> _WRITTEN EXERCISE A_: Could you print the passage of the Help of Christians post starting at "Totus tuus ego" and ending at "with the Rosary."?
════════
Wednesday, 29 May 2019

Auxilium Christianorum

During the month of May, I am publishing a series of posts based on notes made by John Henry Newman (1801-1890) for his May meditations on Mary in the Litany of Loreto. For the Latin and English texts of this Litany, please follow the link to Thesaurus Precum Latinarum.


Totus tuus ego sum et omnia mea tua sunt.
Tecum tutus semper sum.
Ad Jesum per Mariam

[  ] References in the text to numbered footnotes are not hyperlinked but may be found at the end of the relevant text.

Mary is the "Auxilium Christianorum," the Help of Christians


St Dominic. Fra Angelico [Public domain]
Our glorious Queen, since her Assumption on high, has been the minister of numberless services to the elect people of God upon earth, and to His Holy Church. This title of "Help of Christians" relates to those services of which the Divine Office, while recording and referring to the occasion on which it was given her, recounts five, connecting them more or less with the Rosary.

The first was on the first institution of the Devotion of the Rosary by St. Dominic, when, with the aid of the Blessed Virgin, he succeeded in arresting and overthrowing the formidable heresy of the Albigenses in the South of France.[1]


1437. Fra Angelico (1170-1221). The Perugia Altarpiece, Side Panel Depicting St. Dominic.
════════
> _WRITTEN EXERCISE B_: Which lines in the rows below contain the string "woman"? Gather every one of them, treating uppercase and lowercase as different.

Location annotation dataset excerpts
════════
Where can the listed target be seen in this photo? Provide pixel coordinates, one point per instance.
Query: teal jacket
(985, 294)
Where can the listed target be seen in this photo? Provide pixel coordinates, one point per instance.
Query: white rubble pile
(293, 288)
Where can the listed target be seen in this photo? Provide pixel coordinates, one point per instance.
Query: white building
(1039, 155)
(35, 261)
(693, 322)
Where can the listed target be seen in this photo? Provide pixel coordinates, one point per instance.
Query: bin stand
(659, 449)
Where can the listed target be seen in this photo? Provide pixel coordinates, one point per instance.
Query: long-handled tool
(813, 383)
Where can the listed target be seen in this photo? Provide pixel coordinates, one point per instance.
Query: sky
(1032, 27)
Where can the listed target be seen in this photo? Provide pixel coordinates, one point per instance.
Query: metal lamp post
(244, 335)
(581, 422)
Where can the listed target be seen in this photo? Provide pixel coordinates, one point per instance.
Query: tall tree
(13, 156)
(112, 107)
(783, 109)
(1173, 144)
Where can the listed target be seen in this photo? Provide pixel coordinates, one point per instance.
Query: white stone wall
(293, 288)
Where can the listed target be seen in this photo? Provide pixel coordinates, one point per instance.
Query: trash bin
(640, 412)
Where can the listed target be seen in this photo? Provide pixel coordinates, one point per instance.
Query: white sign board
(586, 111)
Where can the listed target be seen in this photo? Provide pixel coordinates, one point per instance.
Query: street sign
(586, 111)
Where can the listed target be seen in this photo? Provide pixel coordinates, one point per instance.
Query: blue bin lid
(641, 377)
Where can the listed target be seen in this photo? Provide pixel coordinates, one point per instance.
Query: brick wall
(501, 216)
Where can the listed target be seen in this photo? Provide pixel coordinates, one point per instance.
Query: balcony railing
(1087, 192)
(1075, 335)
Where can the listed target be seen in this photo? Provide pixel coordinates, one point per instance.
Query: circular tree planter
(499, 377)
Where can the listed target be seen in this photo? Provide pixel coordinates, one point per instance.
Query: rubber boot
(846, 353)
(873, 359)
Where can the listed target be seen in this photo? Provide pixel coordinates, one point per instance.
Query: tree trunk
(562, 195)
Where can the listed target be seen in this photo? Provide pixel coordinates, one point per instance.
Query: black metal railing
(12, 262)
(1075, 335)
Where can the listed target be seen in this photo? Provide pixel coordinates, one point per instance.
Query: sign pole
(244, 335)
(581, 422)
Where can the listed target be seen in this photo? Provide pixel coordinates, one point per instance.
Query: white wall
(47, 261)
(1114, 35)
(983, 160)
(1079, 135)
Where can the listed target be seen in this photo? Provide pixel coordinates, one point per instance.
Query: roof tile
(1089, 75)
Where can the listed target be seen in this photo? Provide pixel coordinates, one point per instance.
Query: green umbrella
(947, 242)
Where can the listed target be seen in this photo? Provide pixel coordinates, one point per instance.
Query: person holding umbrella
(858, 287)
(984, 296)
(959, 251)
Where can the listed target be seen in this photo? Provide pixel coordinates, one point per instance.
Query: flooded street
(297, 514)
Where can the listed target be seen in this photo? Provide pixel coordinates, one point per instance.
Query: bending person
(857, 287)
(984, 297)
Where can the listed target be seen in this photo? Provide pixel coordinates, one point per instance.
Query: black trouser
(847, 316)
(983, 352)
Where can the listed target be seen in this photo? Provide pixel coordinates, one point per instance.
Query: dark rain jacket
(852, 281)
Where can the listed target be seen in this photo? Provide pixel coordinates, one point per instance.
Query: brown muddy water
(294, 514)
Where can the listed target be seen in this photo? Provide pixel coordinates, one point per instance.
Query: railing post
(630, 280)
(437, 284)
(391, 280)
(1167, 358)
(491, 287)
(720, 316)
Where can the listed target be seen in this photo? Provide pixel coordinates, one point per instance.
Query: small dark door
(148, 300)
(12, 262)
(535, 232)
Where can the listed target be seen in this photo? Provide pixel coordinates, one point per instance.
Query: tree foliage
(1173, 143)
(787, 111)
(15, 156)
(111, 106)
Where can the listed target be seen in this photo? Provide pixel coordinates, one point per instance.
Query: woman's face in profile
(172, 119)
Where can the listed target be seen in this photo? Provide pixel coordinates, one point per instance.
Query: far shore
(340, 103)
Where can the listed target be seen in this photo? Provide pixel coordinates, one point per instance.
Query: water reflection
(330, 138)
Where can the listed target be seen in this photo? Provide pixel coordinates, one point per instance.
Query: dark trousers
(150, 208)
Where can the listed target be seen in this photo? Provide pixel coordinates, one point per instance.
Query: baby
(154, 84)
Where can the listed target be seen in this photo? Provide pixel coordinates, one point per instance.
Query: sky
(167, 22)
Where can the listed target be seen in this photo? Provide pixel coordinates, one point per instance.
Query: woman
════════
> _EXPECTED OUTPUT A_:
Totus tuus ego sum et omnia mea tua sunt.
Tecum tutus semper sum.
Ad Jesum per Mariam

[  ] References in the text to numbered footnotes are not hyperlinked but may be found at the end of the relevant text.

Mary is the "Auxilium Christianorum," the Help of Christians


St Dominic. Fra Angelico [Public domain]
Our glorious Queen, since her Assumption on high, has been the minister of numberless services to the elect people of God upon earth, and to His Holy Church. This title of "Help of Christians" relates to those services of which the Divine Office, while recording and referring to the occasion on which it was given her, recounts five, connecting them more or less with the Rosary.

> _EXPECTED OUTPUT B_:
Query: woman's face in profile
Query: woman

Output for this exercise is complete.